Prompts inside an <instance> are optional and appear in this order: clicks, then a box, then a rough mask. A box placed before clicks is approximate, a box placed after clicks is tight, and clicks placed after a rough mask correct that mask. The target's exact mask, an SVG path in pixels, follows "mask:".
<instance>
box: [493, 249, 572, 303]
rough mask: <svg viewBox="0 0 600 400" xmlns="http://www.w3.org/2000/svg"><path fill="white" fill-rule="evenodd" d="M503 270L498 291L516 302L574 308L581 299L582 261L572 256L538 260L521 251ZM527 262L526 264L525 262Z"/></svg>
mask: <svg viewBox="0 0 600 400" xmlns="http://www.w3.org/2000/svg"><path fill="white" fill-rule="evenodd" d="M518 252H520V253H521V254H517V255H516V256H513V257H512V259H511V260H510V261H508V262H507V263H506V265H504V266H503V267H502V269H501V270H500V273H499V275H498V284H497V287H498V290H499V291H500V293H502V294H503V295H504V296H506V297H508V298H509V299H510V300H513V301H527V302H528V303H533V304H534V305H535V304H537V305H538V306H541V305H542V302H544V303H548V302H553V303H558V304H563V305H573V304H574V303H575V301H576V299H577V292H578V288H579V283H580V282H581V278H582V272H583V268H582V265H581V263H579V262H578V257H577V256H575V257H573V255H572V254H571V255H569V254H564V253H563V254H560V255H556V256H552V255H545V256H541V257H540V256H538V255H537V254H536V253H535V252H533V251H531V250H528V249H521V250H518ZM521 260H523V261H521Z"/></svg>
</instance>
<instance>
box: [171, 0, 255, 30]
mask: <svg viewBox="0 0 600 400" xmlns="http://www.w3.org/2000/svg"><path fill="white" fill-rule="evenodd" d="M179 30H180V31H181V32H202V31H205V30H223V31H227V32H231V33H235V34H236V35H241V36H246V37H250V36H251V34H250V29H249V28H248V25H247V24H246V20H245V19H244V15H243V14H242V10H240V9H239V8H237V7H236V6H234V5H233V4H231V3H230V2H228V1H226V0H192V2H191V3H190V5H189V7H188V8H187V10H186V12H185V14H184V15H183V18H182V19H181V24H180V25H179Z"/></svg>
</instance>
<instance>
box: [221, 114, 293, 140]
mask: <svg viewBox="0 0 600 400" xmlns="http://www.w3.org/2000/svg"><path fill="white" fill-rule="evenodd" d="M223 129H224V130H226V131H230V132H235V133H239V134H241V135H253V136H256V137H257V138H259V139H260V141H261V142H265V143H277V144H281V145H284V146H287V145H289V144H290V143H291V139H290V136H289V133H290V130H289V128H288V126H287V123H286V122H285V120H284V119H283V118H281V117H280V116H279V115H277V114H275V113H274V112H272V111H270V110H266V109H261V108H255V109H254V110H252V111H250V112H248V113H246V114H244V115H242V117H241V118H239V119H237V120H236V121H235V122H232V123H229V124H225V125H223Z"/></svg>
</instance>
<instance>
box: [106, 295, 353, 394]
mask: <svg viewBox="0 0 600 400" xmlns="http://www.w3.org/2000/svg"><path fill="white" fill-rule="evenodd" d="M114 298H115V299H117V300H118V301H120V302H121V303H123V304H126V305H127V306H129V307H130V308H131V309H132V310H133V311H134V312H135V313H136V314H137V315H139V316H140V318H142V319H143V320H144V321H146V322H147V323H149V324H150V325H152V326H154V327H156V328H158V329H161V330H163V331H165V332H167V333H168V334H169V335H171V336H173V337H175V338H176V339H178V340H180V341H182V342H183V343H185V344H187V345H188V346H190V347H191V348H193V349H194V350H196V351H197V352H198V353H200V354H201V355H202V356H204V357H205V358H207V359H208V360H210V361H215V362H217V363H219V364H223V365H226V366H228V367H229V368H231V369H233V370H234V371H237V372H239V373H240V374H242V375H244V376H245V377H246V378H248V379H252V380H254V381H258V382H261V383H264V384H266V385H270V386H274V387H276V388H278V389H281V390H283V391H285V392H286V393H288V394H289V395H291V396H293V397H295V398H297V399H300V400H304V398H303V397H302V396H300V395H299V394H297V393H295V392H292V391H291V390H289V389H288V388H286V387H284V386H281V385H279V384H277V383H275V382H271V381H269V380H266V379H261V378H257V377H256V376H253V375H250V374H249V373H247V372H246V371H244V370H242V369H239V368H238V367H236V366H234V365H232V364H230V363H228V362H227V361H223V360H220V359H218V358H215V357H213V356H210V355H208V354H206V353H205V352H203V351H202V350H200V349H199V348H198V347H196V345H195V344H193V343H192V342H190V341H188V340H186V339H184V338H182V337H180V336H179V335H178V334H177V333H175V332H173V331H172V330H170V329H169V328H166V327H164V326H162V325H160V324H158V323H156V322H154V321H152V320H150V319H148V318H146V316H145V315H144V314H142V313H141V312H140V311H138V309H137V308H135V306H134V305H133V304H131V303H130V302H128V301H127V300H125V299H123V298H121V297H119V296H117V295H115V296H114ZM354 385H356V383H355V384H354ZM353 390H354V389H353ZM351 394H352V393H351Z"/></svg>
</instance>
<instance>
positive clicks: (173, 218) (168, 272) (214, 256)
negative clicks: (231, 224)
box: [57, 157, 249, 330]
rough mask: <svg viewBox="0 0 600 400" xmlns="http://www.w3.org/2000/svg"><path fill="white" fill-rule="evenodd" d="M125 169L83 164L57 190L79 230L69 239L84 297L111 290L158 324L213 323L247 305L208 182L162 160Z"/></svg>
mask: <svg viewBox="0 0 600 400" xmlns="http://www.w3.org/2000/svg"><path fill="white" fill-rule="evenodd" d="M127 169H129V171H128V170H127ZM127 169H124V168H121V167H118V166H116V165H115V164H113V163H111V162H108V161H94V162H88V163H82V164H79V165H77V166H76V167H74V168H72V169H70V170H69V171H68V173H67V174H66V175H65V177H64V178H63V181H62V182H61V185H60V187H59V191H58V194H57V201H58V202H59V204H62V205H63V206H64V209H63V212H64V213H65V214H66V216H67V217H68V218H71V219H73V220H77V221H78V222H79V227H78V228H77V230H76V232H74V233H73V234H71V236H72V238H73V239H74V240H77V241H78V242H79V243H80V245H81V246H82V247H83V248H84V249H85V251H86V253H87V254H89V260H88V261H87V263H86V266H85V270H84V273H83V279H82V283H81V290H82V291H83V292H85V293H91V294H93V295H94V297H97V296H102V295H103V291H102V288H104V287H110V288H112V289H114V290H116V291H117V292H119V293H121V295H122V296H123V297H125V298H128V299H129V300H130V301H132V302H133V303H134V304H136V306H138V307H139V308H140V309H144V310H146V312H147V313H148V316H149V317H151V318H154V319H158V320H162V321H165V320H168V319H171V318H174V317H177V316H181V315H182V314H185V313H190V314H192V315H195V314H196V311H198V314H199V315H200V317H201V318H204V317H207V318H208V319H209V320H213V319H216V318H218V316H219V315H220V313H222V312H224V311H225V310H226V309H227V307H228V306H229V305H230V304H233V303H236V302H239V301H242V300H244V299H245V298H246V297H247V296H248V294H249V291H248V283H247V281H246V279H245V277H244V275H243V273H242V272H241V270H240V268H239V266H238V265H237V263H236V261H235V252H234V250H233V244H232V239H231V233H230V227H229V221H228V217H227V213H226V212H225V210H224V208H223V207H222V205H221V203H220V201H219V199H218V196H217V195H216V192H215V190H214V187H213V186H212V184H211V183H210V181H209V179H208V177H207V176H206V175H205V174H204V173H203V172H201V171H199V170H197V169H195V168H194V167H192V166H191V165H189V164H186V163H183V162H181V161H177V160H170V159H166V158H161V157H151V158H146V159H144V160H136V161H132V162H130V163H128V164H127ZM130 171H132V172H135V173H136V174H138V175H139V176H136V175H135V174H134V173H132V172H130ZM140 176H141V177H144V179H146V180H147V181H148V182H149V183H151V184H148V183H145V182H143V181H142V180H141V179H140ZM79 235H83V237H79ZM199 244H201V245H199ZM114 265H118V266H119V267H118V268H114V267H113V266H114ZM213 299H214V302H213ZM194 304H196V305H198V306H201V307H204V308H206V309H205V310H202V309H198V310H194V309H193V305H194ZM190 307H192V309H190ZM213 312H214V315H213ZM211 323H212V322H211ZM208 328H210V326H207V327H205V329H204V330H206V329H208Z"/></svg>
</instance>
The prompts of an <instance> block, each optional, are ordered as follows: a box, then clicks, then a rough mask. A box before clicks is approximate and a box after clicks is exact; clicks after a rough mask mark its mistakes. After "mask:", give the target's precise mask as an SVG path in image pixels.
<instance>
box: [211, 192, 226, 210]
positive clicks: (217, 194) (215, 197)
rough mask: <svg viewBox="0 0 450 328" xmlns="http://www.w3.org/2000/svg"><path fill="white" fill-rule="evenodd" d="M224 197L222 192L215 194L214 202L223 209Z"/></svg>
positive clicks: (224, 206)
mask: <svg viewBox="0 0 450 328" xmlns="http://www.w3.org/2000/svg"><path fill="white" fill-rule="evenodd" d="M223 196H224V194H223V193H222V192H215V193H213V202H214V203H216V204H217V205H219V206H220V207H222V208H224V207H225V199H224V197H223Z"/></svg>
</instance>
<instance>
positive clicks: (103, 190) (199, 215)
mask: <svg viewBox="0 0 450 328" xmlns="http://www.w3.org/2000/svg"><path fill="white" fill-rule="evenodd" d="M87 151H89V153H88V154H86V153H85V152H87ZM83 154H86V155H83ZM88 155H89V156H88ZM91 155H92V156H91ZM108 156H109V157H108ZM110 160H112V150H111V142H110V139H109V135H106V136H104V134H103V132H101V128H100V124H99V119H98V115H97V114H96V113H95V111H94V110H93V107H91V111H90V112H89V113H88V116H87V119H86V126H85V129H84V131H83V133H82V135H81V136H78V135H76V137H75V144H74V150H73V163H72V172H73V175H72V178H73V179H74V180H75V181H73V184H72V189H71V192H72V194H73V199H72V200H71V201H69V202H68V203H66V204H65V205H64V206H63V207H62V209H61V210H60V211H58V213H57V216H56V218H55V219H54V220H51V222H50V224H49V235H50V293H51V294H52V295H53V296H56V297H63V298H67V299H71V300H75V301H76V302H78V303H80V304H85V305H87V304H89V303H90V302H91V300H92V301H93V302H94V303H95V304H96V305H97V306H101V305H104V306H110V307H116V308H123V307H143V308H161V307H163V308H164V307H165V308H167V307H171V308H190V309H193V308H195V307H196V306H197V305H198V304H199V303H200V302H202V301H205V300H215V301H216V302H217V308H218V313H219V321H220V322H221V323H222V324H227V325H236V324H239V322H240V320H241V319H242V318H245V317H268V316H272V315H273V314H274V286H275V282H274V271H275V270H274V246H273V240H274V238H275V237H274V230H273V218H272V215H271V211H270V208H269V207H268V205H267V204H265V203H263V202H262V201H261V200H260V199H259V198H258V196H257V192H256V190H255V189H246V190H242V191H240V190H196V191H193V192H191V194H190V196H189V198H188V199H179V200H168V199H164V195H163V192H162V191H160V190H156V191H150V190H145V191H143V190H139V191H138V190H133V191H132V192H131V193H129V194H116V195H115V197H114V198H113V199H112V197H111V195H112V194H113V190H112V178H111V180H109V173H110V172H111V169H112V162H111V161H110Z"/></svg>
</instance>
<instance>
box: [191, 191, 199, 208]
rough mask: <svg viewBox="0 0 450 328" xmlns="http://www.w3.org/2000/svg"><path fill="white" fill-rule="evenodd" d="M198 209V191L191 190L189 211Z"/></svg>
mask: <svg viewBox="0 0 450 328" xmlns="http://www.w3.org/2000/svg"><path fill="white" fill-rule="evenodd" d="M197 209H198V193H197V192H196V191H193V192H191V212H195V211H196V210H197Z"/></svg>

▸ **Task directions**: Print exactly the lines above, between the one holding "positive clicks: (217, 194) (215, 197)" and the one holding "box: [191, 191, 199, 208]", inclusive, and nothing besides.

▸ **Answer space**:
positive clicks: (217, 194) (215, 197)
rough mask: <svg viewBox="0 0 450 328" xmlns="http://www.w3.org/2000/svg"><path fill="white" fill-rule="evenodd" d="M224 197L222 192L215 194L214 202L223 209Z"/></svg>
positive clicks: (224, 206)
mask: <svg viewBox="0 0 450 328" xmlns="http://www.w3.org/2000/svg"><path fill="white" fill-rule="evenodd" d="M223 196H224V194H223V193H222V192H215V193H213V202H214V203H216V204H217V205H219V206H220V207H222V208H224V207H225V199H224V197H223Z"/></svg>
</instance>
<instance>
positive clicks: (103, 190) (199, 215)
mask: <svg viewBox="0 0 450 328" xmlns="http://www.w3.org/2000/svg"><path fill="white" fill-rule="evenodd" d="M87 151H89V153H88V154H86V153H85V152H87ZM83 154H86V155H83ZM88 155H89V156H88ZM91 155H92V156H91ZM108 156H109V157H108ZM110 160H112V150H111V142H110V139H109V135H106V136H104V134H103V132H101V128H100V124H99V119H98V115H97V114H96V113H95V111H94V110H93V107H91V111H90V112H89V113H88V116H87V119H86V126H85V129H84V131H83V133H82V135H81V136H78V135H76V137H75V144H74V150H73V163H72V172H73V175H72V178H73V179H74V180H75V181H73V184H72V189H71V192H72V194H73V199H72V200H71V201H69V202H68V203H66V204H65V205H64V206H63V207H62V209H61V210H60V211H58V213H57V216H56V218H55V219H54V220H51V222H50V224H49V235H50V293H51V294H52V295H53V296H56V297H63V298H67V299H71V300H75V301H76V302H78V303H80V304H85V305H87V304H89V303H90V302H91V300H92V301H93V302H94V303H95V304H96V305H97V306H101V305H104V306H110V307H116V308H123V307H143V308H161V307H163V308H164V307H165V308H167V307H171V308H190V309H193V308H195V307H196V306H197V305H198V304H199V303H200V302H202V301H205V300H215V301H216V302H217V308H218V313H219V321H220V322H221V323H222V324H227V325H236V324H239V322H240V320H241V319H242V318H245V317H268V316H272V315H273V314H274V286H275V282H274V271H275V270H274V246H273V240H274V238H275V237H274V230H273V218H272V215H271V211H270V208H269V207H268V205H267V204H265V203H263V202H262V201H261V200H260V199H259V198H258V196H257V192H256V190H255V189H246V190H242V191H240V190H196V191H193V192H191V194H190V196H189V198H188V199H179V200H168V199H164V195H163V192H162V191H160V190H156V191H150V190H145V191H143V190H139V191H138V190H133V191H132V192H131V193H129V194H116V195H115V197H114V198H113V199H112V197H111V195H112V194H113V190H112V178H111V180H109V173H110V172H111V169H112V162H111V161H110Z"/></svg>
</instance>
<instance>
box: [191, 191, 199, 208]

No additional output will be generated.